**TO DO**
Return, copied in full, every line of the entries below that contains the word "white".
[start MATERIAL SHOWN]
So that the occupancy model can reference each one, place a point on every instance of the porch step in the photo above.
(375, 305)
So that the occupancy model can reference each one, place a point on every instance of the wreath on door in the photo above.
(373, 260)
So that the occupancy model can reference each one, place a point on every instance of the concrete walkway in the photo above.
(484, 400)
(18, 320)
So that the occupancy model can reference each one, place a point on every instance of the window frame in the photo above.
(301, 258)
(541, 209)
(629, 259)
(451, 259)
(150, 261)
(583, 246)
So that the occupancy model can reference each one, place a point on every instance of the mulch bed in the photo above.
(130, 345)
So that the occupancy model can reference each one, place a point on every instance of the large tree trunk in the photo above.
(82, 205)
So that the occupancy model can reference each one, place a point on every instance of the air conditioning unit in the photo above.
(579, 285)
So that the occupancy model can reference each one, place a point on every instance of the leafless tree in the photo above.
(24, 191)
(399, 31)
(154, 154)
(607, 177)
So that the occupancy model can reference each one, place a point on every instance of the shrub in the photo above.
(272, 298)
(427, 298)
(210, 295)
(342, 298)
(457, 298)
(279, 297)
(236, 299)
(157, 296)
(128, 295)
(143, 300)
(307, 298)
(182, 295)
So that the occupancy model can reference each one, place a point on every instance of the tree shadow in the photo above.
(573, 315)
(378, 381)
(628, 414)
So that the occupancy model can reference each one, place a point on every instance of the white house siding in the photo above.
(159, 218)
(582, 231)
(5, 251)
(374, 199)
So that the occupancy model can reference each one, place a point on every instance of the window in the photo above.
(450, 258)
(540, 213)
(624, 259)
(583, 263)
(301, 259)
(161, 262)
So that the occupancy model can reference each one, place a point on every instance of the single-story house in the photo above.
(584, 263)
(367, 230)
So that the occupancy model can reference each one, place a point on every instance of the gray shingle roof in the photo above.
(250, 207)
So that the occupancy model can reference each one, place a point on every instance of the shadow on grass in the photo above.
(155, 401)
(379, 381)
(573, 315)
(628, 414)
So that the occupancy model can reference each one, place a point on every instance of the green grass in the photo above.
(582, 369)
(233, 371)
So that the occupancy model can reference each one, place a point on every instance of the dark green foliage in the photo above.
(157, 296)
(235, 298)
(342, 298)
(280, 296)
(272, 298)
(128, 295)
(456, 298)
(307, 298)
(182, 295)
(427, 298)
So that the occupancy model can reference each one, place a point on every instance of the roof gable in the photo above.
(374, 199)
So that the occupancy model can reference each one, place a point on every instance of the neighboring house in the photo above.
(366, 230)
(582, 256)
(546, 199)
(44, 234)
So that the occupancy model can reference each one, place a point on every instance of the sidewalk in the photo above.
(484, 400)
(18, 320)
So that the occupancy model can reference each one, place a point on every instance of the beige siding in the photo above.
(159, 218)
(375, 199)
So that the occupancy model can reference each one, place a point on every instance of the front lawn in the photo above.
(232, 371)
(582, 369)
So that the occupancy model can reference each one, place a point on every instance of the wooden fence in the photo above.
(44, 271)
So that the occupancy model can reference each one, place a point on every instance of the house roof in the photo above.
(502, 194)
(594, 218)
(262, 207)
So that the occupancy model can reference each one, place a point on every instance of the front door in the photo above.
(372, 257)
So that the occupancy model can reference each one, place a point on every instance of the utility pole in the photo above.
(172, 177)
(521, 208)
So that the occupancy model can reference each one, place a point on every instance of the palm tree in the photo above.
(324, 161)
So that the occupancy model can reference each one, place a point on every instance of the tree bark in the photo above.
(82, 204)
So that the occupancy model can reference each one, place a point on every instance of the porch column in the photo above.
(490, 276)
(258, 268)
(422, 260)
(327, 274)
[end MATERIAL SHOWN]
[start MATERIAL SHOWN]
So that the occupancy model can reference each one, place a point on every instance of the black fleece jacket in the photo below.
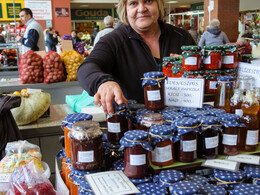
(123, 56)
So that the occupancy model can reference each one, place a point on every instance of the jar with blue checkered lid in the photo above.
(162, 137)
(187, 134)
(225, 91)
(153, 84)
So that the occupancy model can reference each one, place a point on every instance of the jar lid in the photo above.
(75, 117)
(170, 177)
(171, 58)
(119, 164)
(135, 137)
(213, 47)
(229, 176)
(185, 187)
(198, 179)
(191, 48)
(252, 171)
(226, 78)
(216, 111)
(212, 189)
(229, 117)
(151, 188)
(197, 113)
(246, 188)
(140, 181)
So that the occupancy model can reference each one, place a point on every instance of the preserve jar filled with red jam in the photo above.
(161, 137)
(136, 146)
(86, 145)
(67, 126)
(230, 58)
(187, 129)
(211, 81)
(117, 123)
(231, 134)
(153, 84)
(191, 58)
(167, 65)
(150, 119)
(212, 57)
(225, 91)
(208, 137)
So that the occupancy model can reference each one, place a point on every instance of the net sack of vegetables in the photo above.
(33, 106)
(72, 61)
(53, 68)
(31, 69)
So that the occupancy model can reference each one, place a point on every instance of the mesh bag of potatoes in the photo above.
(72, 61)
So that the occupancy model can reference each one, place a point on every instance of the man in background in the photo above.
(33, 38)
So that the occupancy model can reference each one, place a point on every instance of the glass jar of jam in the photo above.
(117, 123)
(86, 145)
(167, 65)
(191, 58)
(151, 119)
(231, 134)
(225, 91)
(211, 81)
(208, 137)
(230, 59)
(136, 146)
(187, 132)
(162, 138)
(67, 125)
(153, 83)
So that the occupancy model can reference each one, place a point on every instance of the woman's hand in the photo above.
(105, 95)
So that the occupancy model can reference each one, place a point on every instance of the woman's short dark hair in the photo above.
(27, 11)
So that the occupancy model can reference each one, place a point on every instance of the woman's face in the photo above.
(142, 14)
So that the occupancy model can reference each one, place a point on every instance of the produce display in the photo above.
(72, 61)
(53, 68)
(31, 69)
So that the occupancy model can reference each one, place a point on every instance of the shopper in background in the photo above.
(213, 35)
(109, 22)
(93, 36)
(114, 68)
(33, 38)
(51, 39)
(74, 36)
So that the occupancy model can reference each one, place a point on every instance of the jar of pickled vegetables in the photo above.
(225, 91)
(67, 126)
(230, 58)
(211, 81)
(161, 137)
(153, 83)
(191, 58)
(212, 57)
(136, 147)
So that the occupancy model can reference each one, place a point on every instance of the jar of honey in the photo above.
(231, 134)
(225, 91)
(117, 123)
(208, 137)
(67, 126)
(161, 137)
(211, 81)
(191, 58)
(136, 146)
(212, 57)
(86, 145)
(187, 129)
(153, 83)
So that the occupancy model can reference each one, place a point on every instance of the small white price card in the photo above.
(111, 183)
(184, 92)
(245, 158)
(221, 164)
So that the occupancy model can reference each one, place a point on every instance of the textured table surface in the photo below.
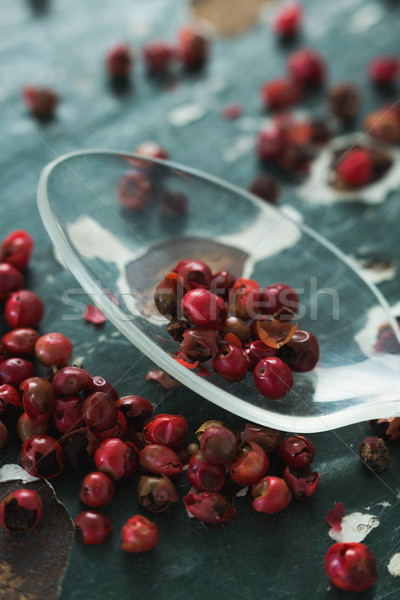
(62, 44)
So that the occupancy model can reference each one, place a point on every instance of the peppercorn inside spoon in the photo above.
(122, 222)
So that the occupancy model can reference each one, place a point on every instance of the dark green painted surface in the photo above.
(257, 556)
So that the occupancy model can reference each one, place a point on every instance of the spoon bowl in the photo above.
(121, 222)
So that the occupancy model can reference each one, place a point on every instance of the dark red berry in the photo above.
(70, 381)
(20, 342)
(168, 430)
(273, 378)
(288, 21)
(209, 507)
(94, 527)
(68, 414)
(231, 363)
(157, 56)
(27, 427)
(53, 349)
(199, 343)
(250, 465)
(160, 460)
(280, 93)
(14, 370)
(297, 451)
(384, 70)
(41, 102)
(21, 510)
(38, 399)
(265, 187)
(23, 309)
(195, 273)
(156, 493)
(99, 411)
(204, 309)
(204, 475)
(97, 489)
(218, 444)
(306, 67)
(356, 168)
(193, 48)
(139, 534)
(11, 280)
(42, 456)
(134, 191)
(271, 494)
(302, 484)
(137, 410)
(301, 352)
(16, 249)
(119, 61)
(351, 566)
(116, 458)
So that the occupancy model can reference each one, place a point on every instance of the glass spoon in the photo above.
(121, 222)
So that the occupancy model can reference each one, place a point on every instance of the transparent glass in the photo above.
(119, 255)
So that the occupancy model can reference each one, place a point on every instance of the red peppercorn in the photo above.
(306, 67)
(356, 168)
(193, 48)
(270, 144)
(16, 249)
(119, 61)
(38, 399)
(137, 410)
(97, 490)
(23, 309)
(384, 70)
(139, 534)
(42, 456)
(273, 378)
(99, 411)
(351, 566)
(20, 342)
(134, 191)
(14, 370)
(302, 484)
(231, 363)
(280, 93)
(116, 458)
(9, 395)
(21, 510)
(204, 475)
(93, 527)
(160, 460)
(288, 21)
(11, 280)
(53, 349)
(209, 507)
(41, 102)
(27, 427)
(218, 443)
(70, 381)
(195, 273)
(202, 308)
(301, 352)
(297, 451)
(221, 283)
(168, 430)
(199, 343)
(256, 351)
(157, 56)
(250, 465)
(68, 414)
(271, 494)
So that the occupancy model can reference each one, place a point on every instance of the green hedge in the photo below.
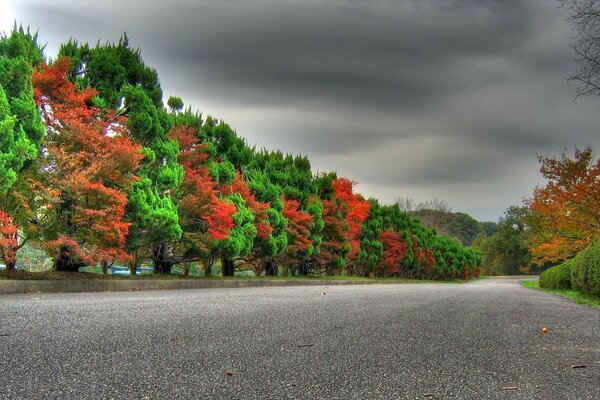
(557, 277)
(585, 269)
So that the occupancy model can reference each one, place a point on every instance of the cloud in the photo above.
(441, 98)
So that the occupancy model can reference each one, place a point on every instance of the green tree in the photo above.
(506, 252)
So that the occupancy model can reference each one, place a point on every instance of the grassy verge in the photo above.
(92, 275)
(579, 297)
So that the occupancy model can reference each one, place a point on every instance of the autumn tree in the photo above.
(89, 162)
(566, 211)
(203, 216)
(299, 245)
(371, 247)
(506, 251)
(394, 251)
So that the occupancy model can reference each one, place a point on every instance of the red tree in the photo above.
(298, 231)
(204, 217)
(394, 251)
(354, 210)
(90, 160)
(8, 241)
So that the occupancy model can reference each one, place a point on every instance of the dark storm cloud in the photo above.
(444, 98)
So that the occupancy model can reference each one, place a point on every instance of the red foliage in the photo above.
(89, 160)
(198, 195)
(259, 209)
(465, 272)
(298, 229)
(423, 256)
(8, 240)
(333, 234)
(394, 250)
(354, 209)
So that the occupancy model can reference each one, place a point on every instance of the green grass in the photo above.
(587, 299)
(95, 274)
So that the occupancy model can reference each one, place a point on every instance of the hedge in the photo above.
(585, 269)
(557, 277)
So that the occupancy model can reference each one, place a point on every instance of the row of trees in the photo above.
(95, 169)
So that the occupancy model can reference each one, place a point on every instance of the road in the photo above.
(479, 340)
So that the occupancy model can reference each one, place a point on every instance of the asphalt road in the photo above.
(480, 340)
[end MATERIAL SHOWN]
[start MATERIAL SHOWN]
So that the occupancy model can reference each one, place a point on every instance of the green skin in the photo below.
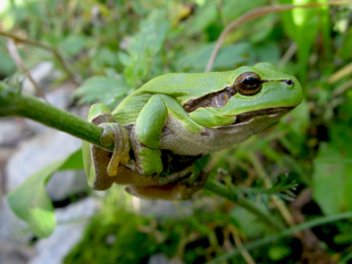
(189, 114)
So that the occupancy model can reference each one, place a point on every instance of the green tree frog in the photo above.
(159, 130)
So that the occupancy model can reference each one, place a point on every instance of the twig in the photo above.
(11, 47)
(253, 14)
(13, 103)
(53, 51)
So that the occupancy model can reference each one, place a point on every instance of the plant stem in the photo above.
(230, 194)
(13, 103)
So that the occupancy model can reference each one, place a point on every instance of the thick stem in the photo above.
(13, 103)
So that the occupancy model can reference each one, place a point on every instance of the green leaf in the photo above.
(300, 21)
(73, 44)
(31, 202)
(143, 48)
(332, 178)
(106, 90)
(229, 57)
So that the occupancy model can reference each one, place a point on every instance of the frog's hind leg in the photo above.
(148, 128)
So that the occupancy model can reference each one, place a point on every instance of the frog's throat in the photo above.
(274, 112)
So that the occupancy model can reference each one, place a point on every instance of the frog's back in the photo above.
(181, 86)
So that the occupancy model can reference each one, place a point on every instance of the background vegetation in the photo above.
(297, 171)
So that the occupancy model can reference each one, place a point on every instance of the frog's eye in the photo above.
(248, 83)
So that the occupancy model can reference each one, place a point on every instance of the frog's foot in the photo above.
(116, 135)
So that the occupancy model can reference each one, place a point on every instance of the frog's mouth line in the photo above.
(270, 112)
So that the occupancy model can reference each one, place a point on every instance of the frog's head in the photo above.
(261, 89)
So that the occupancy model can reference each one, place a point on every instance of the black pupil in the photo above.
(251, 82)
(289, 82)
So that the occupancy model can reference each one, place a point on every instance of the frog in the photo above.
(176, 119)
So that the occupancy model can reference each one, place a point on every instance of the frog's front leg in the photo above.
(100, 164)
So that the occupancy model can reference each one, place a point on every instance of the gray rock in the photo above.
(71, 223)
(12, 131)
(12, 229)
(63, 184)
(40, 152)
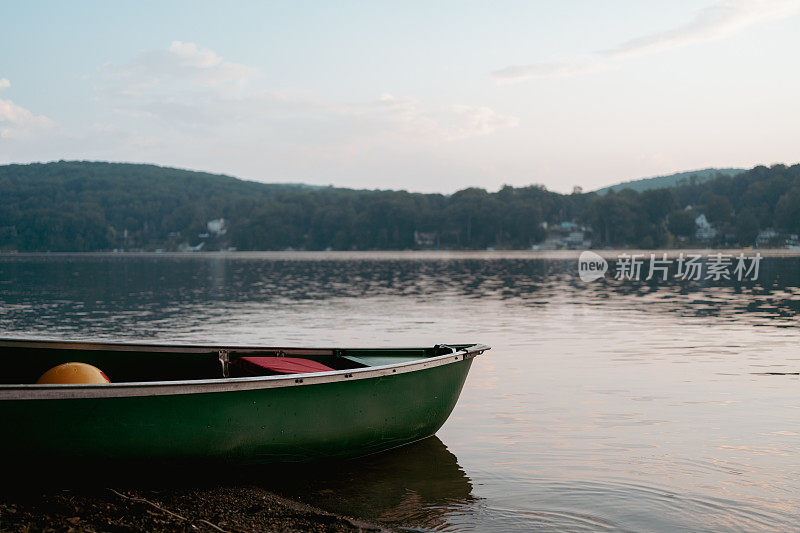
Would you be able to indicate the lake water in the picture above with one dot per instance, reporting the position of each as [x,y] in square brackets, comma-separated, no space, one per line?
[end MATERIAL SHOWN]
**EXERCISE SOLUTION**
So that the occupancy model can reference each one, place a point on every instance of the white house siding in the photo above.
So that the occupancy model can reference each one, place a point on every instance of the small white price card in the photo above.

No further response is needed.